*Task brief*. Convert the lines of the records below, from the line containing "the car front" through the line containing "[[200, 67]]", inclusive, into a JSON list of strings with one string per line and blank lines omitted. Leave out every line outside that range.

(Stored items)

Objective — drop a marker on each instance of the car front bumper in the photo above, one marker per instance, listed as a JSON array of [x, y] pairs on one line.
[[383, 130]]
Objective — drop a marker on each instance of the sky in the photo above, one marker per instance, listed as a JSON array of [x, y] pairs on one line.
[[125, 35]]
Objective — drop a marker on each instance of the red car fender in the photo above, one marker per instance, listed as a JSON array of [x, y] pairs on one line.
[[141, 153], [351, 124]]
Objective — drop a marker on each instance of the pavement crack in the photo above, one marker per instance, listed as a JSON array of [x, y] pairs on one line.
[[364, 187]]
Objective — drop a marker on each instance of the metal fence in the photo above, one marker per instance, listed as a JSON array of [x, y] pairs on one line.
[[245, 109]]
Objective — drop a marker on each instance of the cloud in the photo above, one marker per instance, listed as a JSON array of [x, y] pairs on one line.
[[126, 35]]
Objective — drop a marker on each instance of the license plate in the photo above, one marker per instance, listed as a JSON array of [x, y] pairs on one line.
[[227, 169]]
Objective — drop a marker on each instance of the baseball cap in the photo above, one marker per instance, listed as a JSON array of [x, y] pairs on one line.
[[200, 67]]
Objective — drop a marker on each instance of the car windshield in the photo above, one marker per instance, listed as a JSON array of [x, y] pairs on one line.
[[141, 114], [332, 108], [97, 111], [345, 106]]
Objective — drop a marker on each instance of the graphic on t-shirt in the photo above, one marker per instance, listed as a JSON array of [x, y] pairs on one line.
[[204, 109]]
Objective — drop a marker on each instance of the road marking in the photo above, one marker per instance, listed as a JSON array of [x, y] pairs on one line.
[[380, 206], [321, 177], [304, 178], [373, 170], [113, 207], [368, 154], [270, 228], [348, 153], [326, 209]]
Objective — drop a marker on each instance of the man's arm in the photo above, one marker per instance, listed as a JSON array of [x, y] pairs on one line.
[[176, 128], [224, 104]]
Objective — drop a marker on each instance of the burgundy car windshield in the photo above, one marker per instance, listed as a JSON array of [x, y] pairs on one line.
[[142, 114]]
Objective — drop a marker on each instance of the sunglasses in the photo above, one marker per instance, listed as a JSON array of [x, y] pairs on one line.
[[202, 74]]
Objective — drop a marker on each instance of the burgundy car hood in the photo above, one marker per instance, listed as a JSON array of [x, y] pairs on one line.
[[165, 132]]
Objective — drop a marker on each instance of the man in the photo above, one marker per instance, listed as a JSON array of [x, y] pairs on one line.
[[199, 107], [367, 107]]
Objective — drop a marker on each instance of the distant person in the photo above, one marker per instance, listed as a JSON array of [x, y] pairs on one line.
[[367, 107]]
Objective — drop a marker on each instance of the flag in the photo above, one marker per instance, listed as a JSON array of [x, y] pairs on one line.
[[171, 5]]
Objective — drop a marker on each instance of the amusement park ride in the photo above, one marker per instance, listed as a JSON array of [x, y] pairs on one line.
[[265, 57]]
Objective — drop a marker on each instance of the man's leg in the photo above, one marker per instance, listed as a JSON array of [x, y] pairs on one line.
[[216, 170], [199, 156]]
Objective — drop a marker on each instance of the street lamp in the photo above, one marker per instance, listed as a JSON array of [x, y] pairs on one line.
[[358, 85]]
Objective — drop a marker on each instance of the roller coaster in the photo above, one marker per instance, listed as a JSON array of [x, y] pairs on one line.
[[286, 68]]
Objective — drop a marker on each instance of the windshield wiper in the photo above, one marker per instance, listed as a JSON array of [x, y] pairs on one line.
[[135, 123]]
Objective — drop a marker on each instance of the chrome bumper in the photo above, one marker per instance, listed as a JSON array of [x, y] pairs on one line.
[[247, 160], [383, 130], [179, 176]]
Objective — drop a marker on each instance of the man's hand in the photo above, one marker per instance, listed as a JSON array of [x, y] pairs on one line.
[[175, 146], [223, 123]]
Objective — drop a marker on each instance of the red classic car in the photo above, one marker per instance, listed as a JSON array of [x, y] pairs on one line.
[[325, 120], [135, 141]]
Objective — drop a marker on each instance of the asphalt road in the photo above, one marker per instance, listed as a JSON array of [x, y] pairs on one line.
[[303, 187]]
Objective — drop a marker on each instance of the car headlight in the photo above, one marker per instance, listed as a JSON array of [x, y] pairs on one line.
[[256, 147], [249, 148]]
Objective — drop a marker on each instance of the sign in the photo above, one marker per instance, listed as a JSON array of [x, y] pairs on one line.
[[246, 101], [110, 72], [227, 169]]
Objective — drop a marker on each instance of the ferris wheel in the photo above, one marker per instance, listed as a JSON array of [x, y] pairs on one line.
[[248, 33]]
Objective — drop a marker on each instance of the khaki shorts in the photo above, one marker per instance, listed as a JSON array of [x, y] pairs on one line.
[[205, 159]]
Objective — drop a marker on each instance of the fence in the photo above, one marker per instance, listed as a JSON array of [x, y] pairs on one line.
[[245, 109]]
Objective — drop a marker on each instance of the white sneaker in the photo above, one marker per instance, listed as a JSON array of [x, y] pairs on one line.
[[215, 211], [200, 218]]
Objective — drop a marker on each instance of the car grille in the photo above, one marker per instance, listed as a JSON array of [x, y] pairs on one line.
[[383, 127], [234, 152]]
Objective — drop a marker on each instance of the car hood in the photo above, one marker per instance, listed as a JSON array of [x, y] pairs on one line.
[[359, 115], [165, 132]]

...

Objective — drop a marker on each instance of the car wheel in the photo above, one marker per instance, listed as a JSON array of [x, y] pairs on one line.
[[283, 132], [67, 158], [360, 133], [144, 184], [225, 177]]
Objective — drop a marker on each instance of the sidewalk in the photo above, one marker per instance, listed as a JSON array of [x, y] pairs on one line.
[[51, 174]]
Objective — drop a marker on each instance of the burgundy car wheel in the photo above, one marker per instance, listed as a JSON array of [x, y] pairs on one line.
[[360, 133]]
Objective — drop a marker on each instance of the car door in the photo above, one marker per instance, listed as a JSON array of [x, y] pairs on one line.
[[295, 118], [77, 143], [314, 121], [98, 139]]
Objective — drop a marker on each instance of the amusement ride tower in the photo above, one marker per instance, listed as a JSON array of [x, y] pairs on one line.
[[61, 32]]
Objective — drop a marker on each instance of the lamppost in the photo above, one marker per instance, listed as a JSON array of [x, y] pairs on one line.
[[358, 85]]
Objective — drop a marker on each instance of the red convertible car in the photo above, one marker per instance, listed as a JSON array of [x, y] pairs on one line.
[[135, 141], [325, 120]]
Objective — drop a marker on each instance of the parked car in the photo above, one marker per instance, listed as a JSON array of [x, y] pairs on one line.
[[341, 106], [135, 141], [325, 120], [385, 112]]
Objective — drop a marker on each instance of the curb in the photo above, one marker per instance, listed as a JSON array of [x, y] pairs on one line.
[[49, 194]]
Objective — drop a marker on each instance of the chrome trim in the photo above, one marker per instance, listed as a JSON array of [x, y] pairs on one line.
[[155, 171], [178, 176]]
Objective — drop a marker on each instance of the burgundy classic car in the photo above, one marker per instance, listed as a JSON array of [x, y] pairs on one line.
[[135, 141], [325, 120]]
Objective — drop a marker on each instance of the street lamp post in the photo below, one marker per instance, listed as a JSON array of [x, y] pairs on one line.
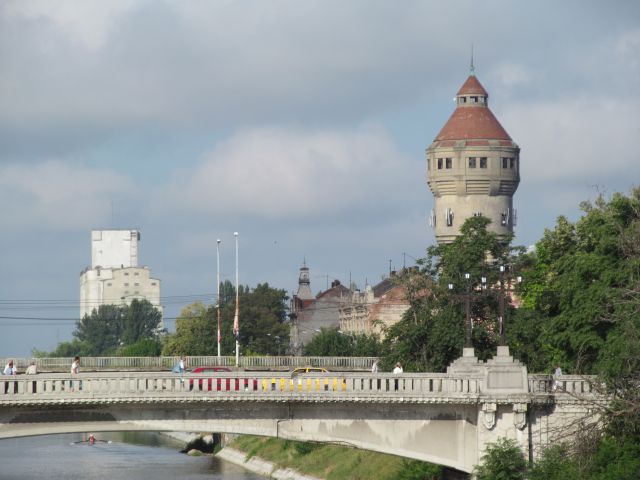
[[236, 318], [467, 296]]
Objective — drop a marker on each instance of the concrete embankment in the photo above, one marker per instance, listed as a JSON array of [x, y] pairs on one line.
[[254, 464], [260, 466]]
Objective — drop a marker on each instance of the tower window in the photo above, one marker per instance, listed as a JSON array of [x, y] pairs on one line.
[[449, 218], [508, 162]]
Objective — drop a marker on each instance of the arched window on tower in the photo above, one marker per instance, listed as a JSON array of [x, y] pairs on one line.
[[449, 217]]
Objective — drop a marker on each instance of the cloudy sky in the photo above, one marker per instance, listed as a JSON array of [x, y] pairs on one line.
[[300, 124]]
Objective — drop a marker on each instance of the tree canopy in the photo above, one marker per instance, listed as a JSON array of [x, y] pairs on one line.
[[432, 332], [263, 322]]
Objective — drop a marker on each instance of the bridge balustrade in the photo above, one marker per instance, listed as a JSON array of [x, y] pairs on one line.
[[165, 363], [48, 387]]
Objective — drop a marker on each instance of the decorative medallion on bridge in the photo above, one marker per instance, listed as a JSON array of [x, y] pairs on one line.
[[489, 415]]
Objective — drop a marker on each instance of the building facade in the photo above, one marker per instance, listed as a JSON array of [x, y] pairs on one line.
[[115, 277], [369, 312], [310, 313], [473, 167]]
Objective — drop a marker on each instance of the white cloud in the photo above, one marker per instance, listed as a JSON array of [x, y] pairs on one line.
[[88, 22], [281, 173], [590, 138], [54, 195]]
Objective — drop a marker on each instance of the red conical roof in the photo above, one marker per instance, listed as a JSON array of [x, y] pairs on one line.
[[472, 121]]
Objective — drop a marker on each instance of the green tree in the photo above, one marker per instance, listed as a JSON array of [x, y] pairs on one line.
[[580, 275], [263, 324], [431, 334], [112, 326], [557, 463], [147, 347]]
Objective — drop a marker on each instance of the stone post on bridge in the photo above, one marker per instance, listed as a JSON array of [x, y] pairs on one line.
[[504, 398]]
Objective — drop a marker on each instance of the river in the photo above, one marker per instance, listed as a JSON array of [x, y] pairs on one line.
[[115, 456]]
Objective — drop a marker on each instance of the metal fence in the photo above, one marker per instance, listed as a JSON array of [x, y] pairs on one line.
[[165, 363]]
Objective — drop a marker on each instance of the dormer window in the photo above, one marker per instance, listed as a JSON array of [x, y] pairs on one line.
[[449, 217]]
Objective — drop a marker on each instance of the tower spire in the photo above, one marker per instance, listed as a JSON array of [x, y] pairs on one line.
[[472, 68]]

...

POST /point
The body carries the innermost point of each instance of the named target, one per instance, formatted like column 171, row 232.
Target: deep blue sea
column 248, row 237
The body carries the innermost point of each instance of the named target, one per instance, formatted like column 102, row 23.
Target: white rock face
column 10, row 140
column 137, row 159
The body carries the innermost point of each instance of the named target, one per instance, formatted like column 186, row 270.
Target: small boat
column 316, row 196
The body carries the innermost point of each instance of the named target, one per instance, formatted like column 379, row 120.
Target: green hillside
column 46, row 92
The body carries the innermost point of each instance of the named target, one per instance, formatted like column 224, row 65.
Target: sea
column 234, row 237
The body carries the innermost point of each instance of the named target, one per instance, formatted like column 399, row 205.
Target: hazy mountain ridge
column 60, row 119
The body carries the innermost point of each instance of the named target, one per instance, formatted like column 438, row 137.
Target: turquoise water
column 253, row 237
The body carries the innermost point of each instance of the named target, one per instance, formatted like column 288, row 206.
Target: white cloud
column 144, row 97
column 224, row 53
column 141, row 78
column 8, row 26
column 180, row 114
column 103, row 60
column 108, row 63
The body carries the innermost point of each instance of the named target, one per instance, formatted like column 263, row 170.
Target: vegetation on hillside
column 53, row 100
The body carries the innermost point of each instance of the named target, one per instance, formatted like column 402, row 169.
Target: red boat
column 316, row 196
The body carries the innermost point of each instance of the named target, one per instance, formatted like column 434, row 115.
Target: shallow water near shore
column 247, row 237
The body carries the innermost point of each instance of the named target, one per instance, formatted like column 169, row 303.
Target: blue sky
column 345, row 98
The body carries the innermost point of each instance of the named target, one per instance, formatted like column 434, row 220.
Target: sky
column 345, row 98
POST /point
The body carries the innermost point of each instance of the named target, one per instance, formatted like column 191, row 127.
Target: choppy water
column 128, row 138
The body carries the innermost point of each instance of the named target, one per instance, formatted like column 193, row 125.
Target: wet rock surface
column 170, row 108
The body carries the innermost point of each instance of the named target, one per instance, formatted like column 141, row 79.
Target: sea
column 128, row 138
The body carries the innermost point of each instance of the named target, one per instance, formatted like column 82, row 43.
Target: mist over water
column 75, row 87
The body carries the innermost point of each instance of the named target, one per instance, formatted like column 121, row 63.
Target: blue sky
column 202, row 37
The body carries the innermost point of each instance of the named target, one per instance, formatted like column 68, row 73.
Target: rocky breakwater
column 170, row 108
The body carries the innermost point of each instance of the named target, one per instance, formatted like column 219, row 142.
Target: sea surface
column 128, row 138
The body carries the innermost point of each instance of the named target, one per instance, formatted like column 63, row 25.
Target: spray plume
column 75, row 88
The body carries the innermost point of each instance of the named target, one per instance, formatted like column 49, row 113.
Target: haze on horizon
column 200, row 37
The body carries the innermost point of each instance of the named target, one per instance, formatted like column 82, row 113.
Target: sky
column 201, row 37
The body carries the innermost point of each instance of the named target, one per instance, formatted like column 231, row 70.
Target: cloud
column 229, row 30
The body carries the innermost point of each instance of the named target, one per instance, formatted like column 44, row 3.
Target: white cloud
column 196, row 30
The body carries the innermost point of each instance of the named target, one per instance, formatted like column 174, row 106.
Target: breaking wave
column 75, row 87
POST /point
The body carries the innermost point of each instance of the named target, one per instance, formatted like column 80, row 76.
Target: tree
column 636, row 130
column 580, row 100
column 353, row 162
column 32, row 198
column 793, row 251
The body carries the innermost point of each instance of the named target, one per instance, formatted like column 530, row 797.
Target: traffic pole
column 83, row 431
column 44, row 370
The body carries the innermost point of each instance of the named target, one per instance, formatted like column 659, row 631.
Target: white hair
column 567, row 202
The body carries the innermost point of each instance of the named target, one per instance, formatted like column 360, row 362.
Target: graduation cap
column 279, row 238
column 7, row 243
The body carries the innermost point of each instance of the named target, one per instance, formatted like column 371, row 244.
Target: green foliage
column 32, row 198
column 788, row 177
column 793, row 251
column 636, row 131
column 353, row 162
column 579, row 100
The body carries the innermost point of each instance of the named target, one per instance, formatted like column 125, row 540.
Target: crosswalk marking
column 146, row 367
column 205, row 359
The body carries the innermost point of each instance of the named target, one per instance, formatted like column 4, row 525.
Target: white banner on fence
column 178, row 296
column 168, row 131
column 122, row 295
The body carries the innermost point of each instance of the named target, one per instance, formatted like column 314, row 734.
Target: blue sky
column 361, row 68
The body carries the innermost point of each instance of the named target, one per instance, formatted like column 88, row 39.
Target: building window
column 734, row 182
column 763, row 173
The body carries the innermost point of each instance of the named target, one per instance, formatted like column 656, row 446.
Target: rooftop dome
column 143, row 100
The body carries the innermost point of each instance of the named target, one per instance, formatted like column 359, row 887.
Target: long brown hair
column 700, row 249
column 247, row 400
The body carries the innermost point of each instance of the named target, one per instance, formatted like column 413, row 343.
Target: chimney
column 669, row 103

*Output for this exercise*.
[
  "Objective — drop a marker on each instance of the car front bumper in the photo above, one marker per instance, listed as a JSON array of [x, y] pairs on one line.",
  "[[383, 130]]",
  "Objective — drop a marker on each instance of the sky in the photo above, one marker per instance, listed as a JSON array of [x, y] pairs on one line.",
  "[[125, 35]]",
  "Objective — drop a marker on each instance of the red car fender in the photo above, one marker per instance, listed as a JSON array of [x, y] pairs on one line.",
  "[[141, 153], [351, 124]]",
  "Objective — drop a marker on each instance of the pavement crack in the photo above, one marker per instance, listed as a JSON array of [x, y] pairs on one line.",
  "[[364, 187]]",
  "Objective — drop a marker on each instance of the metal fence in the photo above, one marker per instance, listed as a JSON array of [x, y] pairs on one line.",
  "[[245, 109]]",
  "Objective — drop a marker on each instance of the cloud in the photo above, one marker per instance, listed as a JSON array of [x, y] pairs on one line.",
  "[[126, 35]]",
  "Objective — drop a marker on each instance of the license plate in the photo above, one marker per instance, listed as a JSON array of [x, y] pairs on one line.",
  "[[227, 169]]",
  "Objective — drop a marker on each instance of the baseball cap in the photo above, one marker per instance, listed as a JSON array of [x, y] pairs on one line.",
  "[[200, 67]]"
]